(Extracted data entries)
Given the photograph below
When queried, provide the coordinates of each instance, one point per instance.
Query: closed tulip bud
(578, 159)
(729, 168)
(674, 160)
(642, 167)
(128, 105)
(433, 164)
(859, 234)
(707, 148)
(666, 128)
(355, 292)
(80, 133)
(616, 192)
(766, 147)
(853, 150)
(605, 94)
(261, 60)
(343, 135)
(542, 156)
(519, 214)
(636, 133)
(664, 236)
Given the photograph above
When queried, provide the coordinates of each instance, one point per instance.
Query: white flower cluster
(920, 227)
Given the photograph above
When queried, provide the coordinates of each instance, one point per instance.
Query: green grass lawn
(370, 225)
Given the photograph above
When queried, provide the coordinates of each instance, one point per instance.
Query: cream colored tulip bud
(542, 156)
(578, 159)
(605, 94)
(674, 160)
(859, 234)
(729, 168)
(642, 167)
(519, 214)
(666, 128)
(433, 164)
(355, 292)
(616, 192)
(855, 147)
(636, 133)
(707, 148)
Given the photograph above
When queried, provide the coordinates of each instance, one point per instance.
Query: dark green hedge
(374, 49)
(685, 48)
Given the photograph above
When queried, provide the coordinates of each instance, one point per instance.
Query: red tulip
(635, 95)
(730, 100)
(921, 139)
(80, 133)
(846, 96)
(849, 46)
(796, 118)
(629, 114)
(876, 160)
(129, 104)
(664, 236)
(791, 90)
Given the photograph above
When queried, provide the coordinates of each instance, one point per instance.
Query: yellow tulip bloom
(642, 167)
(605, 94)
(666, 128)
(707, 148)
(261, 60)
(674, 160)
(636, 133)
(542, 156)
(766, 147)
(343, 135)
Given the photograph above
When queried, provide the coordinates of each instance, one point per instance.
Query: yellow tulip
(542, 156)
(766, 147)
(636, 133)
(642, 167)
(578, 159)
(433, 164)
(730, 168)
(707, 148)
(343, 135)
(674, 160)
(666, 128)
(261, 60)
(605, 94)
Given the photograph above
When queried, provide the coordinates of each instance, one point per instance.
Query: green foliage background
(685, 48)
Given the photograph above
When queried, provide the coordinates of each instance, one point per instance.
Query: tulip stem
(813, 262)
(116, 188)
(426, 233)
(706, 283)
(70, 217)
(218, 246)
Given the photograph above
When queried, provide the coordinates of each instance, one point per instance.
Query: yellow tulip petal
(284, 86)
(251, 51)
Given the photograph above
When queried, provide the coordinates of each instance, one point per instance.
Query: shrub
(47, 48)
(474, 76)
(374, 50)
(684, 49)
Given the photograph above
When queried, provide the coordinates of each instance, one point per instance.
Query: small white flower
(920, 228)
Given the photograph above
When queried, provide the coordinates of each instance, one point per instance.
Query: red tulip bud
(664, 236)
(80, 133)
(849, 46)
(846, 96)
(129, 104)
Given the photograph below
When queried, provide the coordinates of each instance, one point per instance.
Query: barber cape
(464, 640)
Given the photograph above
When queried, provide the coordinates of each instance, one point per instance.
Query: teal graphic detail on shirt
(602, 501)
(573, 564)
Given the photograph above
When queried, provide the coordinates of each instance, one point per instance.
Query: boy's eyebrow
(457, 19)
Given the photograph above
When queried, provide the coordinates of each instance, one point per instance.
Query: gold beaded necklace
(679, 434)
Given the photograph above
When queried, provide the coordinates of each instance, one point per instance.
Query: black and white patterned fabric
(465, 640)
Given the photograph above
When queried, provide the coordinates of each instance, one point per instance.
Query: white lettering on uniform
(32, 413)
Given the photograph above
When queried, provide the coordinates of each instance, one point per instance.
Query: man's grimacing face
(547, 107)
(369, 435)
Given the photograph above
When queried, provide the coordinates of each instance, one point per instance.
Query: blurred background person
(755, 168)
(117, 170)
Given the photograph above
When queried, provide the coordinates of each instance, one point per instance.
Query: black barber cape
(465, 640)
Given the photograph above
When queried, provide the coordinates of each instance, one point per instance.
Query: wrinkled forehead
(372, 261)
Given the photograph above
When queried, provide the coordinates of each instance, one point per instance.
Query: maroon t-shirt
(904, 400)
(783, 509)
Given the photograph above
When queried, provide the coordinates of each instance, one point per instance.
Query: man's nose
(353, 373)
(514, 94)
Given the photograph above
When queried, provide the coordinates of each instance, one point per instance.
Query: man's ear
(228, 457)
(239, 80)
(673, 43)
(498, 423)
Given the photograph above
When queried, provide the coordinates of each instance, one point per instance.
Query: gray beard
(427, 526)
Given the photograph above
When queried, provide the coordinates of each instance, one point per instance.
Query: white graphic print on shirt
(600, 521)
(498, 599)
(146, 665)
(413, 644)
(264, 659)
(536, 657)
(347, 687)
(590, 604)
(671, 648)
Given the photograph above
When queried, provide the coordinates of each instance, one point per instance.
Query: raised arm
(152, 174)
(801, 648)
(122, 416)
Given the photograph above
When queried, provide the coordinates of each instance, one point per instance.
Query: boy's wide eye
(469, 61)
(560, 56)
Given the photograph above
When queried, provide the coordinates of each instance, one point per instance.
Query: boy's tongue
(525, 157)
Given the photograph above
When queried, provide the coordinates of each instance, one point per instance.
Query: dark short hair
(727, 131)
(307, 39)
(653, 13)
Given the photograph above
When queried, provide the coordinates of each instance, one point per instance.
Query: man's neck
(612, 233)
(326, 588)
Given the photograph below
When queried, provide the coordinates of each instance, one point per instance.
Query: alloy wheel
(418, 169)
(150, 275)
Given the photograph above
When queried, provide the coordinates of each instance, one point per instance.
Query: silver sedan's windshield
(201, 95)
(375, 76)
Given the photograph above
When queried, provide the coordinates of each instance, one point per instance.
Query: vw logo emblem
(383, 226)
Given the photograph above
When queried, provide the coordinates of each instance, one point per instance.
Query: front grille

**Request:** Using the exact wording, write out all of the records.

**Finished answer:**
Given the photograph below
When queried, provide the coordinates of each instance, one point per instance.
Query: closed tulip bud
(578, 159)
(729, 168)
(674, 160)
(642, 167)
(128, 105)
(433, 164)
(859, 234)
(707, 148)
(666, 128)
(355, 292)
(80, 133)
(616, 192)
(766, 147)
(853, 150)
(605, 94)
(261, 60)
(343, 135)
(542, 156)
(519, 214)
(636, 133)
(664, 236)
Given the photograph above
When queried, provide the coordinates of each instance, one point per instance.
Query: white flower cluster
(920, 227)
Given the photograph above
When queried, provide the coordinates of each instance, one point per instance.
Query: green grass lawn
(370, 225)
Given the photograph above
When queried, provide the coordinates of each instance, one point per instance.
Query: cream colored tulip bud
(542, 156)
(578, 159)
(605, 94)
(674, 160)
(859, 234)
(729, 168)
(642, 167)
(519, 214)
(666, 128)
(433, 164)
(355, 292)
(616, 192)
(855, 147)
(636, 133)
(707, 148)
Given the photograph above
When queried, provide the coordinates of each instance, one point per instance.
Query: dark green hedge
(374, 49)
(685, 48)
Given the photograph above
When queried, provide the coordinates of each instance, one point per instance.
Query: red tulip
(635, 95)
(730, 100)
(921, 139)
(80, 133)
(846, 96)
(849, 46)
(796, 118)
(629, 114)
(876, 160)
(129, 104)
(664, 236)
(791, 90)
Given the photograph above
When queried, provide the coordinates of each instance, one point per instance.
Query: yellow tulip bloom
(642, 167)
(605, 94)
(666, 128)
(707, 148)
(261, 60)
(674, 160)
(636, 133)
(542, 156)
(766, 147)
(343, 135)
Given the photograph above
When queried, provide the coordinates of each instance, one point per instance.
Query: yellow tulip
(542, 156)
(766, 147)
(636, 133)
(642, 167)
(578, 159)
(433, 164)
(730, 168)
(707, 148)
(343, 135)
(674, 160)
(666, 128)
(261, 60)
(605, 94)
Given the photograph above
When queried, provide the coordinates of each instance, one point per instance.
Query: green foliage background
(685, 48)
Given the photograph above
When queried, provide the coordinates of each instance, one point per instance.
Query: tulip stem
(813, 262)
(116, 188)
(426, 233)
(706, 283)
(70, 217)
(218, 246)
Given the photograph above
When queried, provide the coordinates of each instance, one point per instance.
Query: yellow tulip petal
(284, 86)
(251, 51)
Given the photograph above
When queried, provide the coordinates of each instance, one point per instance.
Query: shrub
(47, 48)
(474, 76)
(374, 50)
(684, 49)
Given the photograph above
When queried, provide the coordinates of each instance, one point per instance.
Query: small white flower
(920, 228)
Given the photograph above
When queried, provide the coordinates of each instance, one point per instance.
Query: red tulip bud
(664, 236)
(80, 133)
(849, 46)
(846, 96)
(129, 104)
Given the photograph below
When queried, provide the coordinates of each instance, one point per instance.
Query: barber cape
(464, 640)
Given the photograph above
When queried, provide the coordinates of each instance, one point per instance.
Query: teal graphic detail on shirt
(602, 501)
(573, 564)
Given the photograph above
When queried, provide the coordinates of each instance, one point per instance.
Query: boy's eyebrow
(457, 19)
Given the photograph above
When queried, provide the coordinates of each instance, one point per instance.
Query: gold beaded necklace
(679, 434)
Given the photograph above
When queried, provide the coordinates of each instance, one point per instance.
Query: black and white patterned fabric
(465, 640)
Given the photograph above
When queried, provide the coordinates of each instance, one point per instance.
Query: white lettering on uniform
(32, 413)
Given the photograph above
When queried, provide the coordinates of each instance, one point per instance.
Query: man's grimacing face
(547, 107)
(369, 435)
Given the photograph above
When queried, provide the coordinates of each instance, one point per instance.
Query: blurred background person
(755, 168)
(117, 170)
Given the photograph above
When queried, provide the coordinates of each instance, one point per instance.
Query: black barber cape
(465, 640)
Given the photograph above
When queried, provide the coordinates of each instance, one point per instance.
Query: wrinkled forehead
(372, 261)
Given the photograph above
When queried, provide the coordinates of each instance, one point per instance.
Query: maroon t-shirt
(904, 400)
(783, 509)
Given the photograph above
When queried, provide the coordinates of each instance, one point per instance.
Query: man's nose
(353, 373)
(514, 94)
Given the photograph above
When queried, provide the coordinates of each instance, one point per instance.
Query: man's ear
(228, 457)
(239, 80)
(673, 43)
(498, 423)
Given the photograph above
When queried, provide the coordinates of each instance, one point per instance.
Query: gray beard
(427, 526)
Given the photograph above
When queried, provide the coordinates of each instance, one point per instance.
Query: white graphic print on shirt
(600, 521)
(498, 599)
(146, 665)
(413, 644)
(264, 659)
(536, 657)
(347, 687)
(590, 604)
(671, 648)
Given the photograph above
When queried, provide the coordinates of each instance, one point per instance.
Query: raised arm
(152, 174)
(801, 648)
(122, 416)
Given the photograph above
When queried, provide the coordinates of each instance, one point per instance.
Query: boy's wide eye
(469, 61)
(560, 56)
Given the photograph above
When queried, provide the coordinates of each instance, one point per instance.
Query: boy's tongue
(525, 157)
Given the photograph above
When queried, provide the coordinates of each instance, one point per instance.
Query: dark short hair
(727, 131)
(307, 39)
(653, 13)
Given the photograph above
When queried, provide the coordinates of each instance, one point per instance.
Query: man's neck
(612, 233)
(326, 588)
Given the photograph below
When queried, provide the coordinates of each instance, one point per instance.
Query: alloy wheel
(418, 169)
(150, 275)
Given the photograph above
When queried, provide the coordinates of each instance, one point per instance.
Query: silver sedan's windshield
(201, 95)
(375, 76)
Given the photograph above
When queried, provide the coordinates of each instance, one point per instance.
Query: vw logo emblem
(383, 226)
Given the photograph above
When queried, provide the coordinates of each instance, one point per instance.
Query: front grille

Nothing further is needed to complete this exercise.